- [What needs to be done]
Reproduce the lines from the very first one through the line that contains "x=13, y=102", both ends included, leaving everything unchanged except the pin coordinates, which should each be offset by 140.
***** Task data *****
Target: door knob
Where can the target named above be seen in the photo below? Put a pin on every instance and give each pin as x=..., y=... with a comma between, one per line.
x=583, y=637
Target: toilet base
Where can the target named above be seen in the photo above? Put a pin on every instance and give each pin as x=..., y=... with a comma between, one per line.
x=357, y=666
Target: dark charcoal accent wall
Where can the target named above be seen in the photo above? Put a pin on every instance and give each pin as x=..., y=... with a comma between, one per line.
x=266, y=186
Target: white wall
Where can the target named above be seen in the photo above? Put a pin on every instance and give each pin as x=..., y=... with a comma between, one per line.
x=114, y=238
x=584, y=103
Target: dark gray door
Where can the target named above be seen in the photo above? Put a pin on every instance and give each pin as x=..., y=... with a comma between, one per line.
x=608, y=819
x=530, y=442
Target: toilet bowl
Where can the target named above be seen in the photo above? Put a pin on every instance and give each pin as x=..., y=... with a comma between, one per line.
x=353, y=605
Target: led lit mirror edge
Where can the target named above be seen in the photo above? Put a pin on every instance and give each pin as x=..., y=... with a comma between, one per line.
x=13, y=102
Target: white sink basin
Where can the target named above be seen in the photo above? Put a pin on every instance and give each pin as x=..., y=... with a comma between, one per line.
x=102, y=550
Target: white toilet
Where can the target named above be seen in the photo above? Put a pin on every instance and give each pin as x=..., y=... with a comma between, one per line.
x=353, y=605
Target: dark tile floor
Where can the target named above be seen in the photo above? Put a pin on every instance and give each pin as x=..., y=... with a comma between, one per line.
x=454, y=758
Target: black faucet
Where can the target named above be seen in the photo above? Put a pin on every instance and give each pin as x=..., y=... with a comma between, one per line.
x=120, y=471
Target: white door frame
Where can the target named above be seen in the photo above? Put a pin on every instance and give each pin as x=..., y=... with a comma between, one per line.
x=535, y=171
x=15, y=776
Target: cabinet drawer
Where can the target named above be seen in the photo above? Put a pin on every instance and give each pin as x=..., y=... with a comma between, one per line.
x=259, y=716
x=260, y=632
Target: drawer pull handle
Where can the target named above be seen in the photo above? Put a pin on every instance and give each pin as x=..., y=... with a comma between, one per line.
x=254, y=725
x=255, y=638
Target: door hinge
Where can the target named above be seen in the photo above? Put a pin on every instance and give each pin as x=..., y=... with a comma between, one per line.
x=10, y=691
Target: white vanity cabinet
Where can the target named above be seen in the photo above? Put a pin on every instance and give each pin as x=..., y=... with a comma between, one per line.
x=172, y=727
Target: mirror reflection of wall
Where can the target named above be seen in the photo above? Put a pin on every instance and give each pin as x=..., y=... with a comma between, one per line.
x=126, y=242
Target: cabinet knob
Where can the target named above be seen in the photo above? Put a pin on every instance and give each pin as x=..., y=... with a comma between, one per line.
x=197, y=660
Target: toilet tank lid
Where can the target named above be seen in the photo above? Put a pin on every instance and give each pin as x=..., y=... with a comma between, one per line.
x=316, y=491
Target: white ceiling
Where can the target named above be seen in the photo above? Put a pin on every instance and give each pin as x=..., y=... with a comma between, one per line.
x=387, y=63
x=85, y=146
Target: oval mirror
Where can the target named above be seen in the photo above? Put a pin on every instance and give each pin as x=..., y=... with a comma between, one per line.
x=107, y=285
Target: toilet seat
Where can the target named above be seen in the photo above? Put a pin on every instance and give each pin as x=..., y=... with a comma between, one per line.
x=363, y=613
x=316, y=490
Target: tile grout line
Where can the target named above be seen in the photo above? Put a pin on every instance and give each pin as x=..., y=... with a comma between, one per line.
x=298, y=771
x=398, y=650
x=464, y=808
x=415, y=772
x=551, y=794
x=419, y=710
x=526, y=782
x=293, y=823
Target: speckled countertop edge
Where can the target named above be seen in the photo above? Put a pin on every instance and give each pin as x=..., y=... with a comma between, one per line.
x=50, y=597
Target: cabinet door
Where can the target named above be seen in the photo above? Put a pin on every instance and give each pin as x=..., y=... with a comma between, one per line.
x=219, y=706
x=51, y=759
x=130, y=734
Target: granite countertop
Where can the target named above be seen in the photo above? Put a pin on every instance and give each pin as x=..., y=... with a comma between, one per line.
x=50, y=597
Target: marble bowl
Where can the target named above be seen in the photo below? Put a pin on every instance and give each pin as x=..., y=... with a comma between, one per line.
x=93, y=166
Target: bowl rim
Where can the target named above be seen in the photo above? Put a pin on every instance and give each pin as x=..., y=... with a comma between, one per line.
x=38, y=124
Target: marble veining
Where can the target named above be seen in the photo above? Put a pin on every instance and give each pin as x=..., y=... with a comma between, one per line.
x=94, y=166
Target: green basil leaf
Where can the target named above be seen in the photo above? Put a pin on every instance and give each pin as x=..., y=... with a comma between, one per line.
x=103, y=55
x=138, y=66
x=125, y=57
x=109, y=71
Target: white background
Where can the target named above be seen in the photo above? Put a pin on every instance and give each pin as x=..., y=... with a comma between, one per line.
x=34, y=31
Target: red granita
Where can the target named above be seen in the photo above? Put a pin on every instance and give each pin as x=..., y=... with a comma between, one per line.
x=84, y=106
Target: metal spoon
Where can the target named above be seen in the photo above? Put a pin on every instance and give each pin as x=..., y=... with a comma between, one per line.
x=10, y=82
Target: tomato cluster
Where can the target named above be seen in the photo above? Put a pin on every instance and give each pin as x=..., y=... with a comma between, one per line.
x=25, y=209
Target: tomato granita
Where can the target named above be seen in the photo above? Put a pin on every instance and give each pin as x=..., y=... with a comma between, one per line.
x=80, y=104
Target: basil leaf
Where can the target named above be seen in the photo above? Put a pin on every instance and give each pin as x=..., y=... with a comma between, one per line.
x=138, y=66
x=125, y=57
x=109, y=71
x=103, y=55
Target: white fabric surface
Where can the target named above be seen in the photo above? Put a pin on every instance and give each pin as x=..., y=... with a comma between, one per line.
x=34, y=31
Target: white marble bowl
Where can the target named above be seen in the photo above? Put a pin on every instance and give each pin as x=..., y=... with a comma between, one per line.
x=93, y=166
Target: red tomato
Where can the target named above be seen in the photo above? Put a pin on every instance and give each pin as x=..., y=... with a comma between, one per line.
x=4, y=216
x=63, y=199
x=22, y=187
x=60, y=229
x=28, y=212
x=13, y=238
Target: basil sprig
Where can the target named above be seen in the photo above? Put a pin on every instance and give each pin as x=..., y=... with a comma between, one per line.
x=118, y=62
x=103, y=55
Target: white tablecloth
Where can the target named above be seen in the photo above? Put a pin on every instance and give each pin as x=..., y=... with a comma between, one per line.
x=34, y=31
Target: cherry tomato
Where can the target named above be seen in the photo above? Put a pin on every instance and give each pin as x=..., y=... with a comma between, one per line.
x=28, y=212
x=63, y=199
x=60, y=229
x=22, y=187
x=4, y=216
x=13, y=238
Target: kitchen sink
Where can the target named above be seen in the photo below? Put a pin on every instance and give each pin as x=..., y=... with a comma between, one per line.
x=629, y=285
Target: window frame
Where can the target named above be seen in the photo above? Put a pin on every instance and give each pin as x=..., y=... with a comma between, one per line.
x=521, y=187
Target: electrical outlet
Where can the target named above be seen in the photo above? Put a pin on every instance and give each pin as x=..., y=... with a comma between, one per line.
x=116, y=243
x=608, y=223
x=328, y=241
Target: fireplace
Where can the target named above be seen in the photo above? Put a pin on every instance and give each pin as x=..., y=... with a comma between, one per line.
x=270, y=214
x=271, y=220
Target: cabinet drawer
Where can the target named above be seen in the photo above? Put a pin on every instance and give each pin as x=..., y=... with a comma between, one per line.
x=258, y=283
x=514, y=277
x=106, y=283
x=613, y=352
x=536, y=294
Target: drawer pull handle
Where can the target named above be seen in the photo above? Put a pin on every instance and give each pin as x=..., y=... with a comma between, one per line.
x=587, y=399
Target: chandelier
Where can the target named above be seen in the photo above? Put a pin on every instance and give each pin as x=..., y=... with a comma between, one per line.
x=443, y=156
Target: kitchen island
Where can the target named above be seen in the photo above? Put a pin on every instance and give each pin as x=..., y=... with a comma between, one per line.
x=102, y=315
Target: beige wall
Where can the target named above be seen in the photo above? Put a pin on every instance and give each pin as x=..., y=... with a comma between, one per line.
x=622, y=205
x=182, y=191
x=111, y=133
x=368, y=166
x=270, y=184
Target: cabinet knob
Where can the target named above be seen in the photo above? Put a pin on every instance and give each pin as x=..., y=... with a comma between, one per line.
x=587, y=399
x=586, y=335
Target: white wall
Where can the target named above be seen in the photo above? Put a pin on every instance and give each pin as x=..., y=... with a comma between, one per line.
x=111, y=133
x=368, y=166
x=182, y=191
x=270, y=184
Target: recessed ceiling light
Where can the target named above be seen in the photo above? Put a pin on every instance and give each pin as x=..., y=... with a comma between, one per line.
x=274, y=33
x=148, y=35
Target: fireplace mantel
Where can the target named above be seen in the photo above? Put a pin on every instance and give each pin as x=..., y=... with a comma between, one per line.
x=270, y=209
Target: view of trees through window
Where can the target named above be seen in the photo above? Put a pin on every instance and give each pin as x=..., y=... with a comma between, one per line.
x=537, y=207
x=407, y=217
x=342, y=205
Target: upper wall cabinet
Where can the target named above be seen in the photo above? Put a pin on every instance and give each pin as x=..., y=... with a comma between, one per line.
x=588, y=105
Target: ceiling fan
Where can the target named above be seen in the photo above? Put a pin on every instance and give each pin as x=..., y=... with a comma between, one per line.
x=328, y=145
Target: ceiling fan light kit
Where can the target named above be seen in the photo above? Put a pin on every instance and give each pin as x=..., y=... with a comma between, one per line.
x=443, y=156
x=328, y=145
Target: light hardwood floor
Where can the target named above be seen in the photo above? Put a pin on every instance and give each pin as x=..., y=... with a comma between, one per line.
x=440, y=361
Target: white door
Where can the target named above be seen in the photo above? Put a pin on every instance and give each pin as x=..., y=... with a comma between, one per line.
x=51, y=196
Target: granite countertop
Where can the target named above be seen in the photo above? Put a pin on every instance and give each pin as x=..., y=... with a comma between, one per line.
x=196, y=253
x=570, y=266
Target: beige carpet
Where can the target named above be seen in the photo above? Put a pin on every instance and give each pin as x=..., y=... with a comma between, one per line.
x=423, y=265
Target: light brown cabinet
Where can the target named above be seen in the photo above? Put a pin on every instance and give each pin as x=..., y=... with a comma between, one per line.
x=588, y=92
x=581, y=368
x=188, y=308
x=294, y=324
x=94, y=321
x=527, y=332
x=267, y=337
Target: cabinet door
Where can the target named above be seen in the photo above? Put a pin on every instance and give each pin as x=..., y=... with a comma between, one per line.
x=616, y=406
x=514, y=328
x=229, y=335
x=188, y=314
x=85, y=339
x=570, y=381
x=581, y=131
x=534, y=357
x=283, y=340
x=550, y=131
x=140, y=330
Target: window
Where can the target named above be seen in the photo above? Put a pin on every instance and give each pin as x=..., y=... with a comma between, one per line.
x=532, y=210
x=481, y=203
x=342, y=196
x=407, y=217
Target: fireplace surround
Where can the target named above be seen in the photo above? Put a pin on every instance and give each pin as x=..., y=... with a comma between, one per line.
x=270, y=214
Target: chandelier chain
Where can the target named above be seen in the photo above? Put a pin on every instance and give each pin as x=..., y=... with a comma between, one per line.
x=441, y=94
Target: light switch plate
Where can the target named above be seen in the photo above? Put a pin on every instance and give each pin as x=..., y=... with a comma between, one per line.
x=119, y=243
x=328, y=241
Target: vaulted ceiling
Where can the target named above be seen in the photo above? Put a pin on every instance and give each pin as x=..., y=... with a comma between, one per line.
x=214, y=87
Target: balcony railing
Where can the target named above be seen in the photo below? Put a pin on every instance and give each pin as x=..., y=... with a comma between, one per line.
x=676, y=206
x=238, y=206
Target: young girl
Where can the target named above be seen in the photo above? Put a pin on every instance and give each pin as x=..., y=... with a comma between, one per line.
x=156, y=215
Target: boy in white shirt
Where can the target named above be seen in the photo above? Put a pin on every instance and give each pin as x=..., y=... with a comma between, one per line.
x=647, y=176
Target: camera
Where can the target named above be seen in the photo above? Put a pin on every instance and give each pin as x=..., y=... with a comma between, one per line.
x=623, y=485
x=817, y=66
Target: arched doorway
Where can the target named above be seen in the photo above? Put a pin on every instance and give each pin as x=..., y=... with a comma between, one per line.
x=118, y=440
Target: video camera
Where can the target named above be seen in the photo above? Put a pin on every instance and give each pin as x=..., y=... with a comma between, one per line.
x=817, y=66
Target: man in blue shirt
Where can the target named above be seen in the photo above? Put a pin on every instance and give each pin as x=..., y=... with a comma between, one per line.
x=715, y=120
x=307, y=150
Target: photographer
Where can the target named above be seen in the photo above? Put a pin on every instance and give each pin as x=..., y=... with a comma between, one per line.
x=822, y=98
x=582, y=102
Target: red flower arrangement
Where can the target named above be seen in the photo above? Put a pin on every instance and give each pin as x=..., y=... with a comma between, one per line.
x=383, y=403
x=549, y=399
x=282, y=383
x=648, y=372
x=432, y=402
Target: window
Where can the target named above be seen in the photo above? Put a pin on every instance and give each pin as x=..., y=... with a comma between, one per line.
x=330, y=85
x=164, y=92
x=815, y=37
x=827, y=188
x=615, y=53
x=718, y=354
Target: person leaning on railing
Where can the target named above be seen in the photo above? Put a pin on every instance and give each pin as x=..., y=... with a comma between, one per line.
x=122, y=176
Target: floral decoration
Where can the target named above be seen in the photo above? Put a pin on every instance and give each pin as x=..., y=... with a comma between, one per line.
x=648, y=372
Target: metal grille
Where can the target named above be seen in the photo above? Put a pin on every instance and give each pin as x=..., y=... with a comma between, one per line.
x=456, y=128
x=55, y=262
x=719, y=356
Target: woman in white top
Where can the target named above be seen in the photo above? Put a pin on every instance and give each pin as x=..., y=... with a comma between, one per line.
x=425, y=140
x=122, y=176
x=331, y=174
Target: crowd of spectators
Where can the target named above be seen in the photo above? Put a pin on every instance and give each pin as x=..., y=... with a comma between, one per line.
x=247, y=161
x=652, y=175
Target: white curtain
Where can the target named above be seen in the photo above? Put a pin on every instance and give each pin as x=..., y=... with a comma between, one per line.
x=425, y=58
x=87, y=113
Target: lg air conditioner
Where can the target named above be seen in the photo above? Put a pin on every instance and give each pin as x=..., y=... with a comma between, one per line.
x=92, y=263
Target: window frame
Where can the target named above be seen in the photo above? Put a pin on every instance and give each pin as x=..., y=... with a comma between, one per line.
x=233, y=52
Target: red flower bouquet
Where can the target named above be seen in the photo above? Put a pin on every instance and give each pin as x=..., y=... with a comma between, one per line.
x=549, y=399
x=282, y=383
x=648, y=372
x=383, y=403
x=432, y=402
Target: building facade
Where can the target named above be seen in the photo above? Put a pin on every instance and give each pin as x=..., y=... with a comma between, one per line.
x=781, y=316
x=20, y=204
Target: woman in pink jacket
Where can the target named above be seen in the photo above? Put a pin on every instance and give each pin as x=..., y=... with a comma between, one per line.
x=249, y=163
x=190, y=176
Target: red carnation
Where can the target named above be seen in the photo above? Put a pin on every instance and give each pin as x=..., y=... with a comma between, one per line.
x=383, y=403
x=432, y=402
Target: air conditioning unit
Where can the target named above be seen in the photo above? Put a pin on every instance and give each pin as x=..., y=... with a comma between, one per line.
*****
- [Reply]
Target: door knob
Where can the target named above be seen in the photo below? Put a pin on every instance and give each pin as x=..., y=... with a comma between, one per line.
x=723, y=777
Target: toilet base
Where can the target named above be seen in the photo above? Put a pin on every instance and give each pin as x=..., y=... with a comma between, one per line.
x=497, y=806
Target: dark charcoal accent wall
Where can the target named above be seen in the photo above? Put a pin on every instance and give each pin as x=..., y=... with a comma between, one per line.
x=406, y=326
Target: white wall
Where can the target named above be seen in the photo above? Put a pin on every instance and give each pin as x=..., y=... with a comma between, one per line.
x=254, y=378
x=724, y=243
Target: dark gray door
Where can the target named above be seen in the photo above? Put a pin on every instance and give each pin as x=..., y=... with a comma between, one per line.
x=748, y=959
x=670, y=582
Target: toilet bowl
Where can the target named above be seen in the photo above? Put a pin on every instance and give each pin as x=..., y=... with a comma between, one per line.
x=493, y=745
Target: led lit mirror edge
Where can the target named above be seen in the photo above? Put a pin on every instance and give each pin as x=..., y=... with a comma between, one per line.
x=153, y=242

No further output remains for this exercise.